Instructions for the task
All of the data, except its images, should be set down exactly as it appears.

[Items listed in a dataset]
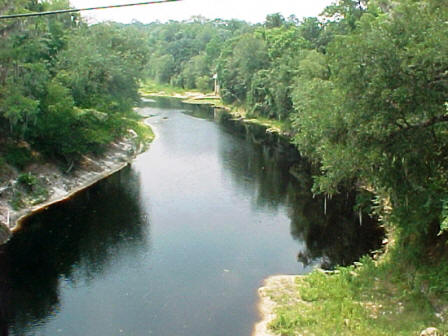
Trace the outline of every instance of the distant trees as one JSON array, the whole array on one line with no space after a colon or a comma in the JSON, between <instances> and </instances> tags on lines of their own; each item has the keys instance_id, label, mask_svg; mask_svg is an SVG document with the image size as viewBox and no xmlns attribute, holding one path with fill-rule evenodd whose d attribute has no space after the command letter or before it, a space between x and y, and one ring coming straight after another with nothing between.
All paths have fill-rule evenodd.
<instances>
[{"instance_id":1,"label":"distant trees","mask_svg":"<svg viewBox=\"0 0 448 336\"><path fill-rule=\"evenodd\" d=\"M245 102L254 75L267 65L268 53L262 38L244 34L228 41L218 63L224 102Z\"/></svg>"},{"instance_id":2,"label":"distant trees","mask_svg":"<svg viewBox=\"0 0 448 336\"><path fill-rule=\"evenodd\" d=\"M238 20L152 23L141 28L148 34L148 75L159 83L188 89L213 90L213 74L225 42L251 29Z\"/></svg>"},{"instance_id":3,"label":"distant trees","mask_svg":"<svg viewBox=\"0 0 448 336\"><path fill-rule=\"evenodd\" d=\"M291 124L294 143L319 167L315 192L375 190L403 241L418 242L448 229L446 22L442 0L339 0L320 18L149 31L154 55L174 55L174 41L207 32L195 52L171 59L172 83L198 87L216 70L225 102Z\"/></svg>"},{"instance_id":4,"label":"distant trees","mask_svg":"<svg viewBox=\"0 0 448 336\"><path fill-rule=\"evenodd\" d=\"M0 12L68 1L0 0ZM67 161L120 135L143 76L289 124L314 191L374 190L413 241L448 229L448 7L339 0L320 18L0 22L0 130ZM3 136L5 137L5 136ZM415 238L418 237L418 238Z\"/></svg>"}]
</instances>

The completed task
Trace the outline of every instance of the distant trees as one JSON array, the whole array on one line with no space after a colon or a comma in the JSON, between <instances> and </instances> tags on lines of their own; each item has the keys instance_id, label, mask_svg; mask_svg is an SVG document with the image size as viewBox and no xmlns attribute, holding one path with fill-rule evenodd whose d attribute has no space after the command letter or before it, a space between x and y, and one ring coming straight after another with nothing between.
All paths have fill-rule evenodd.
<instances>
[{"instance_id":1,"label":"distant trees","mask_svg":"<svg viewBox=\"0 0 448 336\"><path fill-rule=\"evenodd\" d=\"M245 102L254 75L267 65L268 53L262 38L244 34L228 41L218 63L224 102Z\"/></svg>"},{"instance_id":2,"label":"distant trees","mask_svg":"<svg viewBox=\"0 0 448 336\"><path fill-rule=\"evenodd\" d=\"M238 20L152 23L141 28L148 34L148 75L159 83L188 89L213 90L213 74L225 42L251 29Z\"/></svg>"},{"instance_id":3,"label":"distant trees","mask_svg":"<svg viewBox=\"0 0 448 336\"><path fill-rule=\"evenodd\" d=\"M291 124L294 143L319 167L315 192L375 190L403 241L418 242L448 229L446 22L442 0L339 0L320 18L149 31L154 55L174 55L174 41L207 32L195 52L171 59L172 83L198 87L216 70L225 102Z\"/></svg>"},{"instance_id":4,"label":"distant trees","mask_svg":"<svg viewBox=\"0 0 448 336\"><path fill-rule=\"evenodd\" d=\"M0 12L68 1L0 0ZM67 161L120 135L143 76L289 124L314 191L374 190L413 241L448 229L448 7L339 0L320 18L0 22L0 130ZM3 136L5 137L5 136ZM415 238L418 237L418 238Z\"/></svg>"}]
</instances>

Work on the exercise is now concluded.